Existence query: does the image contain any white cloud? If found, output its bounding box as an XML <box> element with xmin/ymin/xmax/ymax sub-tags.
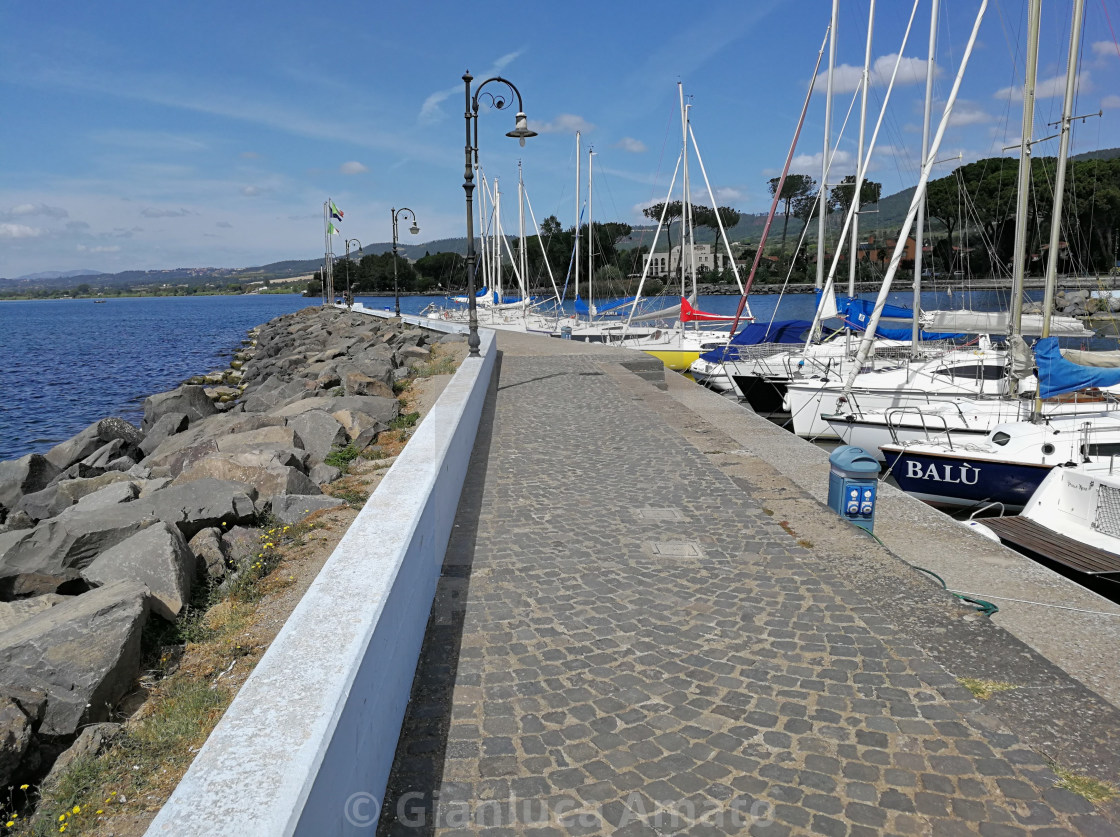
<box><xmin>140</xmin><ymin>206</ymin><xmax>194</xmax><ymax>218</ymax></box>
<box><xmin>816</xmin><ymin>53</ymin><xmax>940</xmax><ymax>93</ymax></box>
<box><xmin>993</xmin><ymin>72</ymin><xmax>1093</xmax><ymax>102</ymax></box>
<box><xmin>1093</xmin><ymin>40</ymin><xmax>1118</xmax><ymax>58</ymax></box>
<box><xmin>3</xmin><ymin>203</ymin><xmax>69</xmax><ymax>218</ymax></box>
<box><xmin>419</xmin><ymin>49</ymin><xmax>524</xmax><ymax>122</ymax></box>
<box><xmin>529</xmin><ymin>113</ymin><xmax>595</xmax><ymax>133</ymax></box>
<box><xmin>615</xmin><ymin>137</ymin><xmax>645</xmax><ymax>154</ymax></box>
<box><xmin>949</xmin><ymin>99</ymin><xmax>995</xmax><ymax>127</ymax></box>
<box><xmin>0</xmin><ymin>224</ymin><xmax>43</xmax><ymax>239</ymax></box>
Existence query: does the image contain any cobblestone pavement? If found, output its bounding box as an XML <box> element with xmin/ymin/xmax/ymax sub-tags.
<box><xmin>380</xmin><ymin>356</ymin><xmax>1118</xmax><ymax>837</ymax></box>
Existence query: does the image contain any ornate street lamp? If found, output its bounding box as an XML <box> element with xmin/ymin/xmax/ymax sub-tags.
<box><xmin>346</xmin><ymin>239</ymin><xmax>362</xmax><ymax>308</ymax></box>
<box><xmin>390</xmin><ymin>206</ymin><xmax>420</xmax><ymax>317</ymax></box>
<box><xmin>463</xmin><ymin>71</ymin><xmax>536</xmax><ymax>357</ymax></box>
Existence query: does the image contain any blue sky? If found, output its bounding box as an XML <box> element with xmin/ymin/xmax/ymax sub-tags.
<box><xmin>0</xmin><ymin>0</ymin><xmax>1120</xmax><ymax>277</ymax></box>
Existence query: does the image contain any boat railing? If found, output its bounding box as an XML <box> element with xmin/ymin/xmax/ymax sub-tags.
<box><xmin>885</xmin><ymin>404</ymin><xmax>967</xmax><ymax>450</ymax></box>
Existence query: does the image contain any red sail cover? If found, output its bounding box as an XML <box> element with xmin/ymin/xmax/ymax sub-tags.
<box><xmin>681</xmin><ymin>297</ymin><xmax>753</xmax><ymax>323</ymax></box>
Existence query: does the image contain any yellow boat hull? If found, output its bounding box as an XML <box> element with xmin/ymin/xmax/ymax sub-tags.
<box><xmin>642</xmin><ymin>348</ymin><xmax>700</xmax><ymax>372</ymax></box>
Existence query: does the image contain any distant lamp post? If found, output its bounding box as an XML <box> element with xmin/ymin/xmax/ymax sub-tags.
<box><xmin>390</xmin><ymin>206</ymin><xmax>420</xmax><ymax>317</ymax></box>
<box><xmin>346</xmin><ymin>239</ymin><xmax>362</xmax><ymax>308</ymax></box>
<box><xmin>463</xmin><ymin>71</ymin><xmax>536</xmax><ymax>357</ymax></box>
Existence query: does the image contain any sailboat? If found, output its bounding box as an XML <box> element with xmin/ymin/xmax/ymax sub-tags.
<box><xmin>881</xmin><ymin>0</ymin><xmax>1120</xmax><ymax>508</ymax></box>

------------------------------------------------

GIVEN PROBLEM → Reproduce the material from the line containing "Existence query: does the image contain any red" through the end, inclusive, with the requests intact, and shift every bounding-box coordinate in the answers by adding 77.

ANSWER TO THE EXERCISE →
Existence query: does the image contain any red sail cover? If found, output its bounding box as an XML <box> element with xmin/ymin/xmax/ymax sub-tags.
<box><xmin>758</xmin><ymin>374</ymin><xmax>830</xmax><ymax>400</ymax></box>
Existence query: does the image contain any yellow boat hull? If found, output its bounding box as an XML <box> element with xmin/ymin/xmax/ymax sub-tags.
<box><xmin>719</xmin><ymin>425</ymin><xmax>777</xmax><ymax>449</ymax></box>
Existence query: does the image contain any distant lamp post? If found, output its bounding box as an XML <box> element with xmin/ymin/xmax/ymax sub-tags.
<box><xmin>467</xmin><ymin>283</ymin><xmax>497</xmax><ymax>394</ymax></box>
<box><xmin>423</xmin><ymin>316</ymin><xmax>439</xmax><ymax>385</ymax></box>
<box><xmin>540</xmin><ymin>148</ymin><xmax>613</xmax><ymax>434</ymax></box>
Existence query: does the image contain any sailboat? If found, output its bounding box as an XML <box> element with xmin/ymin/xmax/ymax sub-tags.
<box><xmin>958</xmin><ymin>77</ymin><xmax>1197</xmax><ymax>585</ymax></box>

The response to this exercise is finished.